▸ **ACTIVITY**
Write out the records word for word, with no pictures.

▸ **INFORMATION SUPPLIED**
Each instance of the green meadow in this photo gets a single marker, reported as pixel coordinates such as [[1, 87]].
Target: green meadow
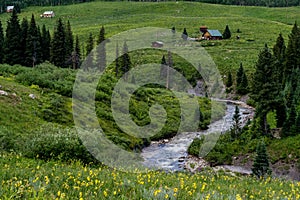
[[45, 159]]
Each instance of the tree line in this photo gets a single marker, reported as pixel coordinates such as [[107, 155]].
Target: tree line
[[268, 3], [276, 85], [25, 3]]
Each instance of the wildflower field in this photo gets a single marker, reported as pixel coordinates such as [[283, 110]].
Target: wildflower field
[[23, 178]]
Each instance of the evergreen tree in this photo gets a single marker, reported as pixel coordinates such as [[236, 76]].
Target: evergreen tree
[[261, 166], [76, 55], [163, 70], [89, 53], [229, 81], [184, 34], [117, 61], [101, 50], [1, 43], [45, 43], [279, 54], [69, 42], [241, 81], [24, 32], [236, 125], [33, 46], [12, 43], [292, 52], [58, 45], [226, 33], [263, 90], [173, 30], [126, 63]]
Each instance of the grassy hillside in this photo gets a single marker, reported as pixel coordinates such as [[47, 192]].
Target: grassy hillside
[[258, 25], [35, 179]]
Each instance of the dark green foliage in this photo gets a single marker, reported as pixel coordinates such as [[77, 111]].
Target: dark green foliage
[[236, 125], [263, 87], [241, 81], [58, 45], [69, 43], [33, 46], [260, 167], [125, 64], [89, 55], [184, 34], [23, 40], [226, 33], [163, 69], [292, 52], [76, 54], [229, 81], [45, 43], [117, 61], [173, 30], [12, 44], [101, 50], [1, 43]]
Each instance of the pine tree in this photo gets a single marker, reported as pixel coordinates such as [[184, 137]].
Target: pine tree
[[241, 81], [89, 54], [12, 43], [236, 125], [227, 33], [117, 61], [279, 106], [45, 43], [292, 52], [101, 50], [24, 32], [184, 34], [260, 167], [125, 61], [58, 45], [33, 46], [229, 81], [263, 90], [76, 55], [1, 43], [69, 45], [163, 69]]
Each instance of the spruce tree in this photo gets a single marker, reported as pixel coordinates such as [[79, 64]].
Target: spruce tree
[[117, 61], [184, 34], [1, 43], [229, 81], [33, 46], [227, 33], [58, 45], [292, 52], [125, 62], [263, 90], [24, 32], [260, 167], [89, 54], [241, 81], [76, 55], [236, 123], [45, 43], [69, 42], [163, 69], [101, 50], [12, 43]]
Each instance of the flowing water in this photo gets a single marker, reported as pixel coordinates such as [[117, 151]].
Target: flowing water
[[169, 154]]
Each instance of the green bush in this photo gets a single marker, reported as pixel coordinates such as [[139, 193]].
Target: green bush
[[53, 142]]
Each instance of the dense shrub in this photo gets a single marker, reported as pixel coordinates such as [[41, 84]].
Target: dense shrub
[[53, 142]]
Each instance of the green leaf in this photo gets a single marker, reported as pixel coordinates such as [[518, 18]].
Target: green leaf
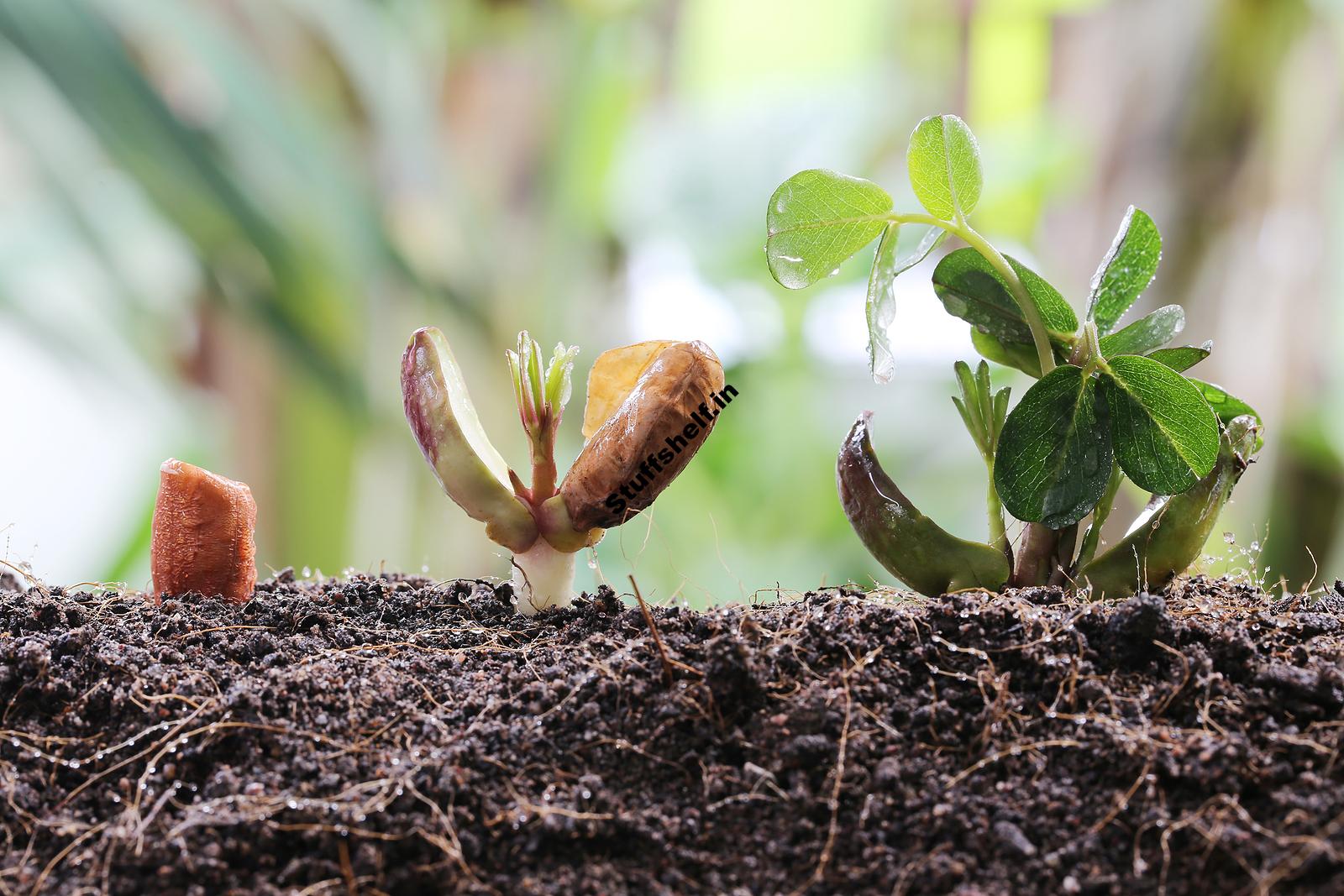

▸ **SOLUTION**
Each instance of the green meadow in this photo gets a single marker, reported as pixel coordinates such as [[1, 87]].
Target: green meadow
[[45, 159]]
Each instance of the tree line in this photo gets a single marker, reported as pixel coordinates such as [[107, 155]].
Target: tree line
[[268, 3], [276, 85], [25, 3]]
Each instance of the wildflower field in this photo gets a single marker, reported as pixel coordinates such as [[283, 110]].
Target: wildflower field
[[23, 178]]
Each instance of the evergreen tree in this photo gets a single marker, reported as pixel coordinates such as [[236, 76]].
Target: evergreen tree
[[261, 166], [76, 55], [163, 70], [89, 53], [229, 81], [184, 34], [117, 61], [101, 50], [1, 43], [45, 43], [279, 54], [69, 42], [241, 81], [24, 32], [236, 125], [33, 46], [12, 43], [292, 52], [58, 45], [226, 33], [263, 90], [173, 30], [126, 63]]
Each instance of the grassy hillside in this photo gets a single marker, reported as pixel coordinates such as [[47, 192]].
Target: grassy hillside
[[258, 25], [35, 179]]
Each instance of the dark green foliage in this photo gets a single marker, reported as pixel coordinates such as [[77, 111]].
Target: dark green foliage
[[236, 125], [263, 87], [241, 81], [58, 45], [69, 43], [33, 46], [260, 167], [125, 64], [89, 55], [184, 34], [23, 40], [226, 33], [163, 69], [292, 52], [76, 54], [229, 81], [45, 43], [117, 61], [173, 30], [12, 44], [101, 50], [1, 43]]
Each instance of the pine tree in this photo gets a single marker, reported as pixel coordinates such as [[184, 137]].
Target: pine tree
[[241, 81], [89, 54], [12, 43], [236, 125], [227, 33], [117, 61], [279, 106], [45, 43], [292, 52], [101, 50], [24, 32], [184, 34], [260, 167], [125, 61], [58, 45], [33, 46], [229, 81], [263, 90], [76, 55], [1, 43], [69, 45], [163, 69]]
Each instance of the spruce tree in this photo gets a single marker, reported as pixel coordinates such as [[79, 64]].
Target: spruce tree
[[117, 61], [184, 34], [1, 43], [229, 81], [33, 46], [227, 33], [58, 45], [292, 52], [125, 62], [263, 90], [24, 32], [260, 167], [89, 54], [241, 81], [76, 55], [236, 123], [45, 43], [69, 42], [163, 69], [101, 50], [12, 43]]
Each instance of the flowing water in this photo gets a single marker, reported as pixel coordinates such as [[117, 151]].
Target: flowing water
[[169, 154]]
Each instance of the green bush in this photo gets a single marker, reported as pixel coordinates such as [[139, 193]].
Target: green bush
[[53, 142]]
Each instance of the dense shrub in this photo gets a single marker, reported as pixel coordinates such as [[41, 84]].
Target: dense shrub
[[53, 142]]
Each instance of the green leaf in this photo gets a single marker, reported as pixel coordinates such as [[518, 18]].
Target: green leaf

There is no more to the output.